* Exercises
(a) In the Texas agricultural market summary, what was the closing price of August Feeder cattle futures?
(b) Pick up the Texas agricultural market summary after its last sentence and keep writing it.

Texas Daily Ag Market News Summary 06/26/17

Posted 243 days ago ago by Texas Department of Agriculture

Feeder cattle auction reported lower prices; Futures higher.

Fed cattle cash trade inactive; Formula trades lower; Futures higher; Beef prices uneven.

Cotton futures higher.

Grains and soybeans uneven.

Milk futures lower.

Crude oil higher; Natural gas higher.

Stock markets mixed.

                      

 

Texas feeder cattle auctions reported prices steady to $6 lower. August Feeder cattle futures were $4.50 higher, closing at $149.45 per hundredweight (cwt). The Texas fed cattle cash trade was inactive. August Fed cattle futures were $3.00 higher, closing at $118.27 per cwt. Wholesale boxed beef values were uneven, with Choice grade losing $1.18 to close at $238.57 per cwt and Select grade gaining 94 cents to close at $217.66 per cwt. Estimated cattle harvest for the week totaled 117,000 up 3,000 from last week’s total and 6,000 from a year ago. Year-to-date harvest is up 5.4%.

 

Cotton prices were uneven with cash prices remaining at 68.25 cents per pound and July futures gaining 1.08 cents to close at 73.68 cents per pound.

* Source excerpt

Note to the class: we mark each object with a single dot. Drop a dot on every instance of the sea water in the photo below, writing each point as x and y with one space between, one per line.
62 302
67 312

* Responses per task
(a) $149.45 per hundredweight (cwt).

(b)
 

Corn prices were higher with cash and July futures both gaining a penny and both closing at $3.59 per bushel. Grain Sorghum cash prices were 2 cents higher, closing at $5.38 per cwt.

 

Wheat prices were lower with cash prices losing 12 cents to close at $4.02 per bushel and July futures losing 11 cents to close at $4.53 per bushel.

 

Milk prices were lower with July Class III losing 16 cents to close at $15.89 per cwt.

 

Stock markets were mixed today, after gains in utility shares and other dividend paying stocks were drowned out by the release of tepid U.S. economic data. August Crude oil futures were 37 cents higher, closing at $43.38 per barrel. Crude oil prices were up for the third straight session, despite the fact that U.S. crude oil output has continued to rise. Although prices were up the overall tone in oil markets were still down, as investors continue to struggle with the continued increase in U.S. production and the attempts of OPEC to cut production and ease global supplies.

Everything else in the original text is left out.